* _AIM OF THE TASK_: Transcribe every record exactly as it appears.

* _MATERIAL SUPPLIED_:

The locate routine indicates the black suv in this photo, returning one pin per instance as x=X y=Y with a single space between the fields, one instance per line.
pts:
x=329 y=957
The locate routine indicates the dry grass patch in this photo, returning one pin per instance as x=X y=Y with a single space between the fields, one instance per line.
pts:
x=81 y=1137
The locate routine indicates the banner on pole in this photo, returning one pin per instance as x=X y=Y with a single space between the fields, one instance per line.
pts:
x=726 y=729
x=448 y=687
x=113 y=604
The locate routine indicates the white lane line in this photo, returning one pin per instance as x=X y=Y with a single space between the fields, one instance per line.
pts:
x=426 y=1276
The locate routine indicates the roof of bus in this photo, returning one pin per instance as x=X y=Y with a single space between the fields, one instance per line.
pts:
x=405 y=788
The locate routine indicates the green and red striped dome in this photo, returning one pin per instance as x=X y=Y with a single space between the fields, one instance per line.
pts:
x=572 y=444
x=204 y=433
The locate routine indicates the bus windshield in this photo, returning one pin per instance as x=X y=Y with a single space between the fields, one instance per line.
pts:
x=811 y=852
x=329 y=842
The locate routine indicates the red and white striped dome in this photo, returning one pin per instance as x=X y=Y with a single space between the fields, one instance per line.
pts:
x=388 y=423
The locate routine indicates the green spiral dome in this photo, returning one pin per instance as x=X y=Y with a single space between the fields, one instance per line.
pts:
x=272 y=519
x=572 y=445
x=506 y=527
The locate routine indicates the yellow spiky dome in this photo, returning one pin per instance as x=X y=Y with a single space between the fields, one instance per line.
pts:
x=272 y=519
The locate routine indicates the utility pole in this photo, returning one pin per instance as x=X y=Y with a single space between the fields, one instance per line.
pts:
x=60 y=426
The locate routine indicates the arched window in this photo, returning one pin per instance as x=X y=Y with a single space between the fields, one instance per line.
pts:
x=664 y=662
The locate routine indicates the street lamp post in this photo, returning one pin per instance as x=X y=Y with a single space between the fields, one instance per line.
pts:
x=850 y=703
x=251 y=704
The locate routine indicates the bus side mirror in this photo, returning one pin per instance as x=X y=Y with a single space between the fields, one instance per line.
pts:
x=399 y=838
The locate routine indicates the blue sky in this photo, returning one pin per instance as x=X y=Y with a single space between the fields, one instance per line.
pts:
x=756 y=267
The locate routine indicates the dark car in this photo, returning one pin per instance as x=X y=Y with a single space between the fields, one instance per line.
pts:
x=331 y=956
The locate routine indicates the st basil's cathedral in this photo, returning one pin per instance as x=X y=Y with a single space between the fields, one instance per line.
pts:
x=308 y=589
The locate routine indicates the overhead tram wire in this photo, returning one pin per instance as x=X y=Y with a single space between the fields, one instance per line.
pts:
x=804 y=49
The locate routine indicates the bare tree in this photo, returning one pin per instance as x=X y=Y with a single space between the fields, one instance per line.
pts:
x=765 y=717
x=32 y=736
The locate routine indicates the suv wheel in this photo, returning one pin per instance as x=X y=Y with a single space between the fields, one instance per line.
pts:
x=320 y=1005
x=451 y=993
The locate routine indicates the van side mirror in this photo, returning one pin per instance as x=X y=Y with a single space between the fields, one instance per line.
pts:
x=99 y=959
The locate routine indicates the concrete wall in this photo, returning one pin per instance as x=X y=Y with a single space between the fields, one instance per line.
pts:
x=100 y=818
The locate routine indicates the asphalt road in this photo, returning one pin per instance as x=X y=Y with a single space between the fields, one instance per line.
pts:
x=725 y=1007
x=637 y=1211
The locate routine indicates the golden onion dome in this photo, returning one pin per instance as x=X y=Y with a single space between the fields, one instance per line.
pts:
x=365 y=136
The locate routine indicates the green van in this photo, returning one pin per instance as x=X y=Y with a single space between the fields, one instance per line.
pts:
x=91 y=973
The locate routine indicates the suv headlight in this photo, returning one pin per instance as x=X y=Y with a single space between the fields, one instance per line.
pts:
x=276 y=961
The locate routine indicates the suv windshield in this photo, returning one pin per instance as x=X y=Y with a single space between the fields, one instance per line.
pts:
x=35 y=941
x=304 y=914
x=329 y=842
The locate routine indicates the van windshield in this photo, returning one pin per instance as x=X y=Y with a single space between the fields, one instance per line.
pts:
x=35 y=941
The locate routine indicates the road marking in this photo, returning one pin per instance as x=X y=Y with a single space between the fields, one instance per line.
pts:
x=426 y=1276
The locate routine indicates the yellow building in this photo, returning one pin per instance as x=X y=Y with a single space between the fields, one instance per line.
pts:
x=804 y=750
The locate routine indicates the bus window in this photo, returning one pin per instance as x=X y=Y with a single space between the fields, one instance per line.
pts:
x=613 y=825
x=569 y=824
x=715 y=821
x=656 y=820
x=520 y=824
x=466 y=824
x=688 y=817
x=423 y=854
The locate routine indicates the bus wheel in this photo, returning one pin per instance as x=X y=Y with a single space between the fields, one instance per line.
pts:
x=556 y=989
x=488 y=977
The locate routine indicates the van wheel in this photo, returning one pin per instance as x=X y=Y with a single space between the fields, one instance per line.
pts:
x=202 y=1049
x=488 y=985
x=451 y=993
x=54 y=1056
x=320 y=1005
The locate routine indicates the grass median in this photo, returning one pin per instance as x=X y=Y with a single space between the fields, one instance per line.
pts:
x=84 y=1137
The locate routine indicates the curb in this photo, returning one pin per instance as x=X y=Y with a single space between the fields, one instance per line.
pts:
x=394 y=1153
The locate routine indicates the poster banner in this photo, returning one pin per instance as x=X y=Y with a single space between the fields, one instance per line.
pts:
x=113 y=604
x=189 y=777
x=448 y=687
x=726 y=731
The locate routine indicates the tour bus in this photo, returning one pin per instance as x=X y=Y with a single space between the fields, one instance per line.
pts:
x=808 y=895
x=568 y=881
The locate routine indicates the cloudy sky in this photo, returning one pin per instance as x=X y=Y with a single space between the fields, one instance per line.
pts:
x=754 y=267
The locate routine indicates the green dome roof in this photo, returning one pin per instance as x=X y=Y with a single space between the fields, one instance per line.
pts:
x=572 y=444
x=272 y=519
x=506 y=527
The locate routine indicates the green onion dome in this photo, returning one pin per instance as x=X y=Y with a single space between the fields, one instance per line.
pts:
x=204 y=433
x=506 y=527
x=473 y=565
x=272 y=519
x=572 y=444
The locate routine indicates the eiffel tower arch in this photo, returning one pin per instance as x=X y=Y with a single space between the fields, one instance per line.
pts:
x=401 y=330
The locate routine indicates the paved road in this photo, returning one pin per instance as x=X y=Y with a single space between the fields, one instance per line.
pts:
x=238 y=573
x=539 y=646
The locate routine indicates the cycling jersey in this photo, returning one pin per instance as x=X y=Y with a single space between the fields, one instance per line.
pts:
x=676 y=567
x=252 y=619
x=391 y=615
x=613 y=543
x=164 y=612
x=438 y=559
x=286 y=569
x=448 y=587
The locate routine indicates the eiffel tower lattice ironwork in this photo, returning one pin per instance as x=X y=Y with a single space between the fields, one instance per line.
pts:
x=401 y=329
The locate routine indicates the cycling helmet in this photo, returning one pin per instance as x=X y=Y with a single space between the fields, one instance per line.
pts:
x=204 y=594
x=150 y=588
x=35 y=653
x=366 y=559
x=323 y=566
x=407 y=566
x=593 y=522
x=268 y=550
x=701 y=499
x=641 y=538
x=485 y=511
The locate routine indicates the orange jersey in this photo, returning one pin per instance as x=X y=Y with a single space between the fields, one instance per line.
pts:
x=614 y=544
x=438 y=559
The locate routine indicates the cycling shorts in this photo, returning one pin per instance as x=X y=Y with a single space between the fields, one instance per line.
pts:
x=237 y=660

* _EXERCISE RESULT_:
The locate routine indicates the black suv in this photo, returning one pin per instance as x=X y=Y with a single space between the fields, one instance per line.
pts:
x=329 y=957
The locate routine indicates the dry grass patch in this photo, returning one pin per instance as x=X y=Y with a single space between the fields, one instance per line.
pts:
x=81 y=1137
The locate routine indicates the banner on pole in this photo, returning one pin per instance as x=X y=Y with a single space between the fields, one instance per line.
pts:
x=726 y=729
x=448 y=687
x=113 y=604
The locate routine indicates the white lane line in this photo, returning one pin per instance as x=X y=Y with a single space between the fields, one instance per line.
pts:
x=426 y=1276
The locate routine indicates the roof of bus in this photo, returning one pin per instance as x=X y=Y with a single space between the fields, one instance per line.
pts:
x=405 y=788
The locate routine indicates the green and red striped dome in this photo, returning one pin per instance as x=X y=Y with a single space between the fields, one instance per line.
pts:
x=572 y=444
x=204 y=433
The locate routine indicates the bus windshield in this photo, returning one pin per instance as x=X y=Y with a single space between the fields, one instance per line.
pts:
x=811 y=852
x=329 y=842
The locate routine indicates the red and white striped dome in this photo, returning one pin per instance as x=X y=Y with a single space between the fields, one instance per line.
pts:
x=388 y=423
The locate routine indicates the green spiral dome in this photo, returning one pin per instance as x=X y=Y with a single space between the fields, one instance per line.
pts:
x=272 y=519
x=572 y=445
x=506 y=527
The locate routine indicates the yellow spiky dome in this photo, returning one pin per instance as x=X y=Y with a single space between the fields, one instance per line.
pts:
x=272 y=519
The locate routine indicates the utility pole in this photo, returning one pin per instance as x=X y=Y with a single space between the fields, one instance per line.
pts:
x=60 y=426
The locate routine indicates the arched window in this photo, returning one pin per instance as x=X y=Y with a single space between the fields, one instance per line.
pts:
x=664 y=662
The locate routine indicates the street lamp post in this photo, returning one pin per instance as x=X y=Y with a single space between the fields, one instance per line.
pts:
x=850 y=703
x=251 y=704
The locate routine indicates the bus side mirror in this photo, returning one pin per instance as x=X y=Y with a single space between the fields, one instance per line.
pts:
x=399 y=838
The locate routine indicates the blue sky in this photo, returning one pin per instance as x=X y=Y with a single space between the fields, one instance per line.
pts:
x=756 y=267
The locate routine indicates the dark car in this photo, returning one pin per instance as x=X y=Y with a single space between the fields, one instance per line.
pts:
x=331 y=956
The locate routine indicates the st basil's cathedral in this photo, returning one pin per instance as x=X y=Y with a single space between the fields, one instance per line.
pts:
x=308 y=589
The locate routine indicates the overhead tram wire in this photo, returning one pin per instance as x=X y=Y with a single space between the fields, one instance per line.
pts:
x=804 y=49
The locate routine indicates the bare tree in this photo, returning one pin per instance as x=X y=Y with a single space between the fields, one instance per line.
pts:
x=765 y=717
x=32 y=736
The locate routine indicates the suv wheel in this photo, returning one pin per instance as x=X y=Y with a single space between the fields, one instance per line.
pts:
x=320 y=1005
x=451 y=993
The locate routine indicates the van side mirror in this photo, returning one pin per instance as x=X y=Y with a single space between the fields, one instance per line.
pts:
x=99 y=959
The locate routine indicates the concrete wall in this photo, returning one pin per instance as x=X y=Y with a single space between the fields, one instance per line.
pts:
x=100 y=818
The locate routine indicates the asphalt road in this photo, returning one pin per instance as x=X y=Y with a single space between the fields, one instance per line.
pts:
x=725 y=1007
x=637 y=1211
The locate routine indicates the golden onion dome in this photo, returning one pin per instance as x=X y=Y with a single space between the fields, one instance per line.
pts:
x=365 y=136
The locate routine indicates the green van in this photo, returning one pin per instance as x=X y=Y with a single space between the fields, one instance per line.
pts:
x=91 y=973
The locate routine indicates the suv headlight in this photo, returning one pin per instance as x=X y=Y with a single space between the fields, one instance per line.
pts:
x=276 y=961
The locate routine indicates the suv windshield in this photo, returning one pin per instance as x=X y=Y with a single space between the fields, one instance per line.
pts:
x=35 y=941
x=304 y=914
x=329 y=842
The locate routine indicates the van windshield in this photo, returning one pin per instance as x=X y=Y with a single space between the fields, one instance per line.
pts:
x=35 y=941
The locate routine indicates the road marking in this photo, returning one pin per instance as x=X y=Y with a single space between the fields, one instance per line.
pts:
x=426 y=1276
The locate routine indicates the yellow building in this photo, returning one pin per instance as x=X y=Y with a single space between the fields, one instance per line.
pts:
x=804 y=750
The locate routine indicates the bus window in this photo, returning one pin per instance as x=X y=Y with a single space between the fields, one instance per line.
pts:
x=613 y=825
x=569 y=824
x=715 y=821
x=656 y=820
x=520 y=824
x=466 y=824
x=688 y=817
x=423 y=854
The locate routine indicates the bus wheel in this photo, returning one pin per instance as x=X y=Y with a single space between the fields, one instance per line.
pts:
x=556 y=989
x=488 y=977
The locate routine indicates the van wheel in this photo, returning one pin per instance as x=X y=Y with a single space between the fields, one instance per line.
pts:
x=202 y=1049
x=488 y=985
x=451 y=993
x=54 y=1056
x=320 y=1005
The locate routine indicates the grass median in this photo, returning one pin per instance as x=X y=Y with a single space between the fields, one instance per line.
pts:
x=84 y=1137
The locate routine indicates the curb in this photo, returning one pin per instance as x=X y=Y with a single space between the fields, one instance per line.
pts:
x=394 y=1153
The locate routine indicates the poster banner in this photo, returning one pin per instance as x=X y=Y with a single space between the fields, one instance per line.
pts:
x=113 y=604
x=189 y=777
x=448 y=687
x=726 y=731
The locate routine indicates the tour bus in this photo, returning one pin per instance as x=X y=Y with a single space between the fields, one instance per line.
pts:
x=808 y=895
x=568 y=881
The locate routine indicates the cloudy sky in this photo, returning one pin per instance as x=X y=Y with a single space between the fields, one instance per line.
pts:
x=754 y=267
The locate routine indicates the green dome roof in this photo, returning one pin per instance as x=X y=Y with a single space between the fields, one instance per line.
pts:
x=572 y=444
x=272 y=519
x=506 y=527
The locate routine indicates the green onion dome in this photo, returning one pin per instance as x=X y=Y with a single space between the fields, one instance per line.
pts:
x=204 y=433
x=506 y=527
x=473 y=565
x=272 y=519
x=572 y=444
The locate routine indicates the eiffel tower arch in this photo, returning one pin per instance as x=X y=Y with a single space between the fields, one instance per line.
pts:
x=401 y=330
The locate routine indicates the paved road in this photo, returning one pin per instance as x=X y=Y with a single space between the fields, one instance per line.
pts:
x=238 y=573
x=539 y=646
The locate routine indicates the cycling jersey in this photo, returning one pin per instance as x=X y=Y with a single space between the fields, one instance per line.
pts:
x=676 y=567
x=252 y=619
x=391 y=615
x=613 y=543
x=164 y=612
x=438 y=559
x=286 y=569
x=448 y=587
The locate routine indicates the eiffel tower lattice ironwork in this photo, returning one pin per instance as x=X y=Y with a single space between the fields, one instance per line.
pts:
x=401 y=329
The locate routine indicates the cycling helmet in this photo, returning one pin per instance as x=X y=Y with a single space between the fields, one instance per line.
pts:
x=204 y=594
x=150 y=588
x=35 y=653
x=366 y=559
x=323 y=566
x=407 y=566
x=593 y=522
x=268 y=550
x=701 y=499
x=641 y=538
x=485 y=511
The locate routine indicates the orange jersey in this photo, returning one pin per instance as x=X y=Y with a single space between the fields, one instance per line.
pts:
x=614 y=544
x=438 y=559
The locate routine indicates the cycling shorts in this photo, returning one pin per instance as x=X y=Y with a single space between the fields, one instance per line.
pts:
x=237 y=660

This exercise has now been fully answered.